Sie fordern des Weiteren eine Anbindung an ein oder mehrere wissenschaftliche Institute. Auch dies muss an Ihnen vorbeigegangen sein: Herr Professor Dr. Helmke von der Universität Koblenz-Landau ist seit Anbeginn der AQS der wissenschaftliche Berater dieser Gruppe und unterstützt sie bei der Entwicklung der Instrumente der Evaluation. Des Weiteren gibt es einen Kooperationsvertrag mit der Arbeitsgemeinschaft „Sozialwissenschaftliche Forschung an der Universität Trier“. Diese Forderung ist in der Realität schon Praxis und ist bereits umgesetzt. Es gibt eine Zusammenarbeit mit Wissenschaftlern, und in der AQS selbst sitzen vier promovierte Wissenschaftler, einer von der Universität Bonn, die anderen drei von Universitäten aus Rheinland-Pfalz.
Zum Schluss fordern Sie eine passgenaue Beratung und Fortbildung. Das ist witzig. – Was stellen Sie sich eigentlich vor, was das Ergebnis der Arbeit der AQS ist? – Das Ergebnis ist, dass die Schulen wissen, wie sie sich weiterentwickeln müssen und auch natürlich Beratung und Weiterbildung in den Schulen stattfindet. Dies kann nur das Ergebnis der AQS sein, und dies ist auch unser Ziel.

### [ZU BEARBEITENDE AUFGABEN]
(a) Beantworten Sie anhand des vorgegebenen Textes:
(i) Wer ist seit Anbeginn der AQS ihr wissenschaftlicher Berater?
(ii) Wie viele promovierte Wissenschaftler sitzen in der AQS selbst?
(iii) Welche Forderung wird zum Schluss genannt?
(b) Übertragen Sie den Satz „Dies kann nur das Ergebnis der AQS sein, und dies ist auch unser Ziel.“ aus dem vorgegebenen Text ins Englische.

### [DATENBLOCK]
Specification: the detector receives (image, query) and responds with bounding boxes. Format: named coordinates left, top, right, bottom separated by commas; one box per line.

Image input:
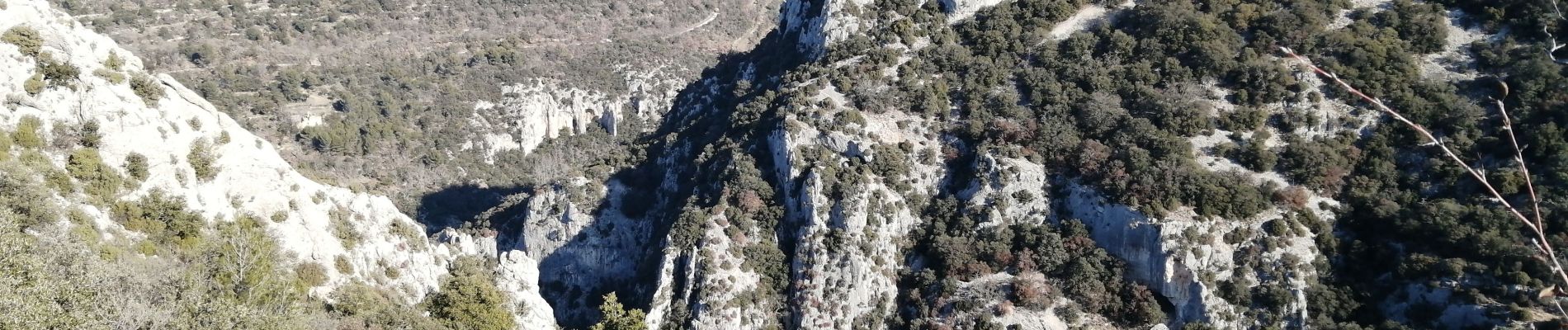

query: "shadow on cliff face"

### [DIE LÖSUNGEN]
(a)
(i) Herr Professor Dr. Helmke von der Universität Koblenz-Landau
(ii) Vier
(iii) Eine passgenaue Beratung und Fortbildung

(b) This can only be the result of the AQS, and this is also our goal.